__Excerpt to read__
+++

Single by Sarah Bonnici
- Released: 14 March 2024
- Genre: Dance-pop
- Length: 2:59
- Label: Independent
- Songwriter(s): John Emil Johansson; Kevin Lee; Sebastian Pritchard-James; Leire Gotxi Angel; Matthew James Borg; Michael Joe Cini; Joy Deb; Linnea Deb; Sarah Bonnici; Ale Zabala;

Sarah Bonnici singles chronology
| "Never Ever" (2023) | "Loop" (2024) | "Hold Me Closer" (2024) |

Music video
- "Loop" on YouTube

Original music video
- "Loop" on YouTube

Eurovision Song Contest 2024 entry
- Country: Malta
- Artist(s): Sarah Bonnici
- Language: English
- Composer(s): John Emil Johansson; Kevin Lee; Joy Deb; Leire Gotxi Angel; Linnea Deb; Matthew James Borg; Michael Joe Cini; Sarah Bonnici; Sebastian Pritchard-James;
- Lyricist(s): Kevin Lee; Joy Deb; Leire Gotxi Angel; Linnea Deb; Michael Joe Cini; Sarah Bonnici; Sebastian Pritchard-James; Ale Zabala;

Finals performance
- Semi-final result: 16th
- Semi-final points: 13

Entry chronology
- ◄ "Dance (Our Own Party)" (2023)
- "Serving" (2025) ►

Official performance video
- "Loop" (Second Semi-Final) on YouTube

= Loop (Sarah Bonnici song) =

2024 song by Sarah Bonnici

"Loop" is a song by Maltese singer Sarah Bonnici. Self-described as a positive love song, it was written by Bonnici alongside seven other songwriters. It was officially self-released on 14 March 2024, and represented in the Eurovision Song Contest 2024 in Malmö. It did not qualify for the Eurovision final, finishing 16th and last place with 13 points during semi final 2.

== Background and composition ==
"Loop" was written by Sarah Bonnici alongside Sebastian Pritchard-James, John-Emil Johannson, Kevin Lee, Leire Gotxi Angel and Michael Joe Cini. The official revamped version also credited Joy Deb, Linnea Deb, John Emil Johansson and Matthew James Borg. In interviews with ESC Bubble's Ervin Juhász, Bonnici stated that the song was written solely to enter the contest. Bonnici later stated in another interview that the song was a "[positive] love song" about a person that was romantically interested in her. After an initial stage of teasing, Bonnici and her partner ended up in a happy "loop".

+++

__Material__
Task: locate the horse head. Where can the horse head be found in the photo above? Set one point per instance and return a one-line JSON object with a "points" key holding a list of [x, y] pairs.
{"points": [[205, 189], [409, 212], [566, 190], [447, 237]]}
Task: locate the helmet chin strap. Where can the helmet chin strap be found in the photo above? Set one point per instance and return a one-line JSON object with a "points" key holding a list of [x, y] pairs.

+++

__Stated exercise 1__
Return the part of the "Loop" song article starting with "2024 song by" and going on through "semi final 2.", copied word for word.
__Stated exercise 2__
In the "Loop" song article, where did the song place in its Eurovision semi-final, and with how many points?

__Worked solution 1__
2024 song by Sarah Bonnici

"Loop" is a song by Maltese singer Sarah Bonnici. Self-described as a positive love song, it was written by Bonnici alongside seven other songwriters. It was officially self-released on 14 March 2024, and represented in the Eurovision Song Contest 2024 in Malmö. It did not qualify for the Eurovision final, finishing 16th and last place with 13 points during semi final 2.

__Worked solution 2__
It finished 16th and last in semi-final 2, with 13 points.